# start of Extracted information

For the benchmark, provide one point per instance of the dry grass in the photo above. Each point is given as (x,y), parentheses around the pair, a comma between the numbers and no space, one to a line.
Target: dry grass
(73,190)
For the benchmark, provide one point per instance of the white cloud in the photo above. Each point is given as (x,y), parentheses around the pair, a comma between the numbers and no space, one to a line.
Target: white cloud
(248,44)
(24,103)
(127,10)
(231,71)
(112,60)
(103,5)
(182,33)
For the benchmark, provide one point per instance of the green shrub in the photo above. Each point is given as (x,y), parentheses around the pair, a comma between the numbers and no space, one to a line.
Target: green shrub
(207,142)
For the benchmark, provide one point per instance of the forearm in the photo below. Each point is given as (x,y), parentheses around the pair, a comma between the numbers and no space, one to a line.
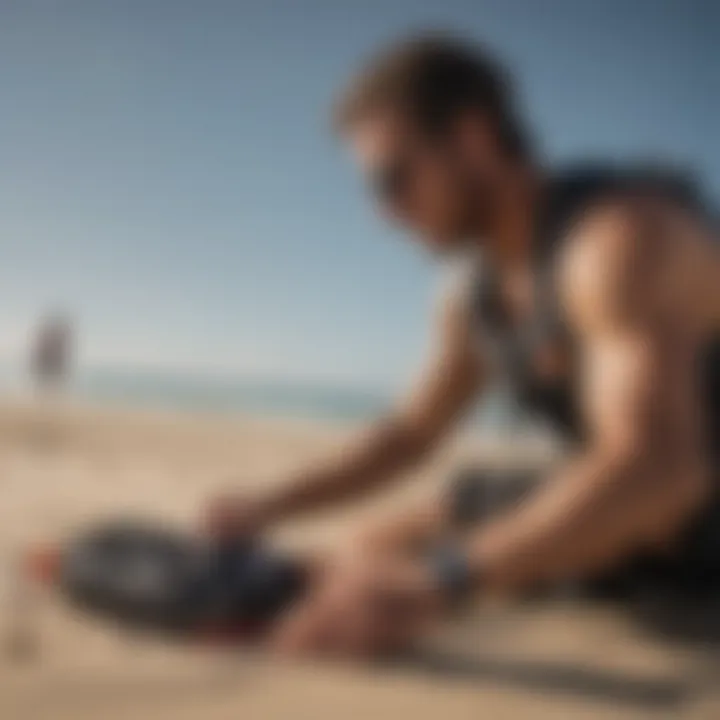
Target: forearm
(596,511)
(377,458)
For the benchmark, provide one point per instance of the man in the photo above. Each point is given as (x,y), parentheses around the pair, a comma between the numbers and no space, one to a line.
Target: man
(597,293)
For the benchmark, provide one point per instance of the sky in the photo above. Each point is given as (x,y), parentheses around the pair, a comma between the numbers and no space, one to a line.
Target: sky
(167,174)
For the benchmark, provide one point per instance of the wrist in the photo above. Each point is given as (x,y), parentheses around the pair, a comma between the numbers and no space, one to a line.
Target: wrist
(455,575)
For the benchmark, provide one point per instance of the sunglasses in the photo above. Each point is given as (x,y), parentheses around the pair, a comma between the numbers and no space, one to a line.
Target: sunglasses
(390,183)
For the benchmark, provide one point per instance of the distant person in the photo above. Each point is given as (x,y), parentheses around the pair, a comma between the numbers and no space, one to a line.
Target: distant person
(52,353)
(595,291)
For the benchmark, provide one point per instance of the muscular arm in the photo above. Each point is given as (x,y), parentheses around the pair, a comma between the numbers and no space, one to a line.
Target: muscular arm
(644,472)
(444,390)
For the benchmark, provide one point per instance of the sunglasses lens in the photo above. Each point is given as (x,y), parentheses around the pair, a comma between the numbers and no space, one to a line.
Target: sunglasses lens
(390,182)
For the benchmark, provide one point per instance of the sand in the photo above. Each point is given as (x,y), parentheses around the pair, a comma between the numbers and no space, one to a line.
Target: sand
(63,467)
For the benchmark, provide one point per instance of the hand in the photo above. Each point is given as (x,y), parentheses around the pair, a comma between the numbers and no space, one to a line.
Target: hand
(366,606)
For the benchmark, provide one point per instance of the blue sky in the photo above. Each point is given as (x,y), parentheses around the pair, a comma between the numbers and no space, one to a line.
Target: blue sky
(168,176)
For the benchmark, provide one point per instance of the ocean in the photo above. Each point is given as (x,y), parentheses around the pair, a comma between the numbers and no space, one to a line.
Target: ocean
(171,390)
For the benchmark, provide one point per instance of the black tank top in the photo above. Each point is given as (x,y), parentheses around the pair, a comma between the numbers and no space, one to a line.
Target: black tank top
(554,395)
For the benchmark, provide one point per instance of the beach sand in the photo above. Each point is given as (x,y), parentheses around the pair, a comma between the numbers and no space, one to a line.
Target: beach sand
(67,466)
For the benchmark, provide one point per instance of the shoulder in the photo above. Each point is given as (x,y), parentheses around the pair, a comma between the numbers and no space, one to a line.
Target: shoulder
(613,268)
(456,299)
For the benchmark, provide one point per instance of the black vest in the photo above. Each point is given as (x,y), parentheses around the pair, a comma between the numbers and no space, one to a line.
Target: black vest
(553,395)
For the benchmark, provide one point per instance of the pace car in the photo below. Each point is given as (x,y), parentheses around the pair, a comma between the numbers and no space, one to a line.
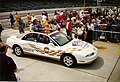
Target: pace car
(55,45)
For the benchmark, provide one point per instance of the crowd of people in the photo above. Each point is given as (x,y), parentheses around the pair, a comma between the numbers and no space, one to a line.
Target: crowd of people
(86,24)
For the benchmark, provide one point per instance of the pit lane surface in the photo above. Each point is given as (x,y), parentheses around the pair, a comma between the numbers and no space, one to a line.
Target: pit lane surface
(106,68)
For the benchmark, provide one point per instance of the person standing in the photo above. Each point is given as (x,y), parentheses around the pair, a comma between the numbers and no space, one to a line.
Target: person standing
(90,27)
(17,17)
(7,65)
(1,29)
(11,18)
(69,27)
(29,19)
(21,26)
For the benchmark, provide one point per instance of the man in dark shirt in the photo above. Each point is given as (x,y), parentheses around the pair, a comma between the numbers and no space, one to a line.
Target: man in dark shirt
(7,65)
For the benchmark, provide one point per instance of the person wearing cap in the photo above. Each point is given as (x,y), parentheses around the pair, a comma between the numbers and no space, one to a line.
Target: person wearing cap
(69,27)
(7,65)
(17,17)
(1,29)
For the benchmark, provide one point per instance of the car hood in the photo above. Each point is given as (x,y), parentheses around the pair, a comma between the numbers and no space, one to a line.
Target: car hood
(75,45)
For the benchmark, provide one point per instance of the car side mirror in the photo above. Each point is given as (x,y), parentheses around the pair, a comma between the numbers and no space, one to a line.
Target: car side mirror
(51,44)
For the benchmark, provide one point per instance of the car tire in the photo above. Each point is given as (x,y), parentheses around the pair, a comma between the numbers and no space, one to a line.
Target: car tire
(68,60)
(18,51)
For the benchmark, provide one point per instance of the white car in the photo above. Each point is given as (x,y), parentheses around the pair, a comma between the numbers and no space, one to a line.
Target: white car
(55,45)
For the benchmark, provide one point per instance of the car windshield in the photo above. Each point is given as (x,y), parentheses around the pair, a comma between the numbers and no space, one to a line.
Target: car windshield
(61,38)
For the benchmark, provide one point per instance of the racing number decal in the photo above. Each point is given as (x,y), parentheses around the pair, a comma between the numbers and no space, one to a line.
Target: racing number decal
(46,50)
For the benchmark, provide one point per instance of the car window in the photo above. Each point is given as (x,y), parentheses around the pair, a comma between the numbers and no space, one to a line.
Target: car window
(43,39)
(60,38)
(30,37)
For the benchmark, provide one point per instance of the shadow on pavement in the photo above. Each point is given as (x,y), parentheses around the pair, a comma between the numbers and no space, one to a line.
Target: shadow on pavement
(44,59)
(97,64)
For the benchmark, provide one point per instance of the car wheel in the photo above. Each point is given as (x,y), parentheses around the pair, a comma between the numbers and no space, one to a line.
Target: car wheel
(18,51)
(69,61)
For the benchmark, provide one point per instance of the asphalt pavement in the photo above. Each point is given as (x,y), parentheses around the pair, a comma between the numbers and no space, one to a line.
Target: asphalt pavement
(106,68)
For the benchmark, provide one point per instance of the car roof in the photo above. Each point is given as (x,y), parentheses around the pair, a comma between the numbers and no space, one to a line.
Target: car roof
(23,34)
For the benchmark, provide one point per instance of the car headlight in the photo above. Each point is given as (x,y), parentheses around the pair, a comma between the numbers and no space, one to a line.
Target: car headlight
(89,55)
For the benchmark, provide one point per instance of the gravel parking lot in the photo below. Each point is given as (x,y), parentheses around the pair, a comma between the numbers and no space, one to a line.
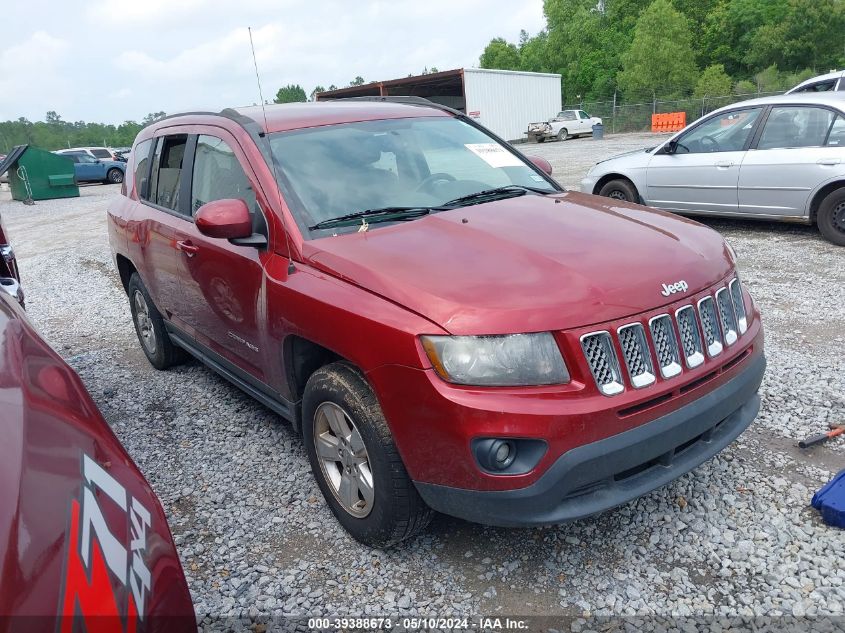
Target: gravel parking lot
(734,538)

# end of Extracted information

**Description of the task**
Pictures in the records should not appear in your copy, but everything else must be transcribed exactly.

**The reply**
For the benchmark, provide one point per instance of the dry grass in the photo above. Each point is given as (x,y), parentheses around the pair, a comma between the numbers and no space, one to a line.
Target: dry grass
(73,190)
For the benchmark, provide one point per instance of the white cloud in the photo above. Each point is given as (x,y), parentheses around the pair, a comma between the numbers and no space, one to a line.
Target: white cloud
(248,44)
(24,103)
(127,10)
(231,71)
(112,60)
(103,5)
(182,33)
For the benchmark, provide one point per instance of the green shrub in the photo above. Each point is given as (x,y), parentheses around the pair, a comma between the numbers and no space, one to a line.
Target: green shrub
(207,142)
For the benchmark, provide one point per instance of the forearm in the photo below. Each point is given as (x,y), parentheses around the pair, a comma between the numbers and no space, one to a line.
Target: forearm
(596,511)
(377,458)
For the benchmark, provide one point per instance of the man in the photo above. Each point is given as (x,y), parentheses around the pair, a comma between the numbers and no space, one to a line.
Target: man
(597,293)
For the benchmark, provide one point per instance of the sky in the photo above. Each point is given as (x,y), parentheses around the pair, a comma between the numbers and no space, one to a line.
Target: sky
(167,174)
For the benchmark, provide one point per instance of the wrist in the photo above. Each point is given as (x,y), parentheses around the pair, a comma between the numbers and no space, one to a line.
Target: wrist
(455,575)
For the benchmark, provide one point per instance of the sunglasses in the photo above. Each point is given as (x,y), parentheses around the pair, a comma between the numbers and no space, one to a line.
Target: sunglasses
(390,183)
For the benchmark, provide one point per instance of the distant person in the photo above. Each point is given as (x,y), parentheses around the pair, a comma between the numbers and no space, one to a line.
Target: distant person
(52,353)
(595,291)
For the benchmark, provide one point per instance of the muscular arm in the photo above. Each point is given as (x,y), parentheses around the pair, a comma between the numbers and no space, one to a line.
Target: muscular arm
(644,472)
(444,390)
For the benchmark, provide one point per instance of the sunglasses lens in the photo above. Each point is given as (x,y), parentheses around the pair, a comma between the numbers and no space, one to a line.
Target: sunglasses lens
(390,182)
For the benchmark, provide one point per instance of the sand in the photo above. Each point is given as (x,y), parentheses around the pair, a comma between the numbers and no space, one to a line.
Target: sand
(63,467)
For the benchmark, provide one point per instance of the hand in the photo above. Each point is given as (x,y), parentheses around the pair, a comma between the numbers and no space, one to a line.
Target: hand
(366,606)
For the benchmark, provide one point per instance of the blue sky in the photo above. Each point is given as (x,y), parentheses around the pair, a comma between the numbers and no space, one to a line.
Target: blue sky
(168,176)
For the benchmark, provide one point per instance of the ocean in the photo above. Each point is given as (x,y), parentheses around the pair, a comma between the numbers and no space, one to a line.
Target: ocean
(171,390)
For the benchmark, provide one point per instance of the black tank top in the photo above. Each point is given as (x,y), parentheses around the pair, a comma between the numbers and no space, one to a line.
Target: black tank top
(554,395)
For the benchmark, provide one point per instance of the beach sand in the photo above. Each point is given as (x,y), parentheses around the pair, a comma between the numbers and no space, one to a line.
Target: beach sand
(67,466)
For the benchmark, provide one point per instance of the shoulder in the photo above. Each point is given as (x,y), parentheses around the pair, a comma between the numbers and no space, one to a line.
Target: shoulder
(613,268)
(456,299)
For the benchmark, provide one point per instance of the black vest in the photo above. Each point is given as (x,y), parentheses around the pair, a comma between the numbers and no space, one to a line.
Target: black vest
(553,395)
For the benchmark, provide one point per instance of the pace car in the photo below. Each point is given as (x,y), parentheses around the pair, a comma between the numbers and no space, one to a line.
Target: pace car
(55,45)
For the benchmark, provide one point per instance of the crowd of people in the photo above. Each point is given as (x,y), parentheses around the pair, a comma between the numbers and no space, one to a line.
Target: crowd of people
(86,24)
For the benchmark, provide one point per instance of the pit lane surface in the photo above. Each point is given as (x,y), parentheses around the pair, a comma between the numbers and no space, one to a line.
Target: pit lane surface
(106,68)
For the benchmark, provide one point per instance of the person standing in the photo above. Each point is given as (x,y), parentheses around the pair, a comma between the numbers and no space, one to a line.
Target: person standing
(90,27)
(17,17)
(7,65)
(1,29)
(11,18)
(69,27)
(29,19)
(21,26)
For the benchmark, provide one point per instance of the man in dark shirt in the photo above. Each point is given as (x,y), parentheses around the pair, a comma between the numbers and no space, one to a line.
Target: man in dark shirt
(7,65)
For the benchmark, provide one point per instance of the person wearing cap in the photo above. Each point is given as (x,y), parentheses around the pair, a comma between the numbers and no space, one to a line.
Target: person wearing cap
(69,27)
(7,65)
(17,17)
(1,29)
For the benchmark, provide one point per instance of the car hood in the photo above. Each point is given as (x,y), parentheses around the pair, a comma between the numbers and no space, one to a line.
Target: car hood
(75,45)
For the benchmark, provide one point per instance of the car side mirror in the photo above. Each point is given as (x,y), parentheses around the pair, a comma between the numbers and no space, one to a line.
Target: car side mirror
(51,44)
For the benchmark, provide one point per instance of the car tire in the photo above. Each point is given as (x,y), parentheses around the pair, a comma between the numbers and no space, one to a line.
Target: car tire
(68,60)
(18,51)
For the benchmark, provide one point per instance of the white car in the photo above. Each point is given as (x,y), parentheses around the pair, a comma between the numbers and no space, one to a line.
Target: white car
(55,45)
For the benchmark, provide one point per instance of the car windshield in the photo above. Each point is given as (x,y), parentheses around the pair, a comma between the numbers and no space, one to a line.
Target: car windshield
(61,38)
For the benchmark, provide one point per instance of the racing number decal in the photo above. Each point is given as (x,y), parentheses around the pair, a comma between the numbers and no space, one to a line.
Target: racing number decal
(46,50)
For the benchmark, provide one point per instance of the car window in the photo above. Each point is given as (x,y), parentheses around the pair, a comma between the numbers and no space, one to a line.
Target: car window
(43,39)
(60,38)
(30,37)
For the benchmark, provide one point per instance of the shadow on pavement in the photo above. Each point is given as (x,y), parentheses around the pair, a comma between the numbers and no space, one to a line.
Target: shadow on pavement
(44,59)
(97,64)
For the benchmark, provide one point per instance of the car wheel in the photo above. Each point is given as (x,y), parentheses around the pair, a comma between the numbers and no space, one to a line.
Target: car wheel
(18,51)
(69,61)
For the benchmark, provide one point per instance of the asphalt pavement in the photo above. Each point is given as (x,y), parentheses around the pair, a comma between the numbers and no space, one to a line.
Target: asphalt pavement
(106,68)
For the benchmark, provide one point per instance of the car roof in the photo above. Each point is given as (x,y), parentheses around the pair, a comma between the numbers and no space, one to a line.
Target: car roof
(23,34)
For the benchmark, provide one point per instance of the car headlight in the photo above. Each point is given as (x,y), parentheses around the pair, a comma between the numbers and no space, one to a line.
Target: car headlight
(89,55)
For the benchmark, provide one point per instance of the gravel parking lot in the photo below. Each point is given as (x,y), parentheses around the pair, a comma between the numbers and no space, one to a line.
Target: gravel parking lot
(734,538)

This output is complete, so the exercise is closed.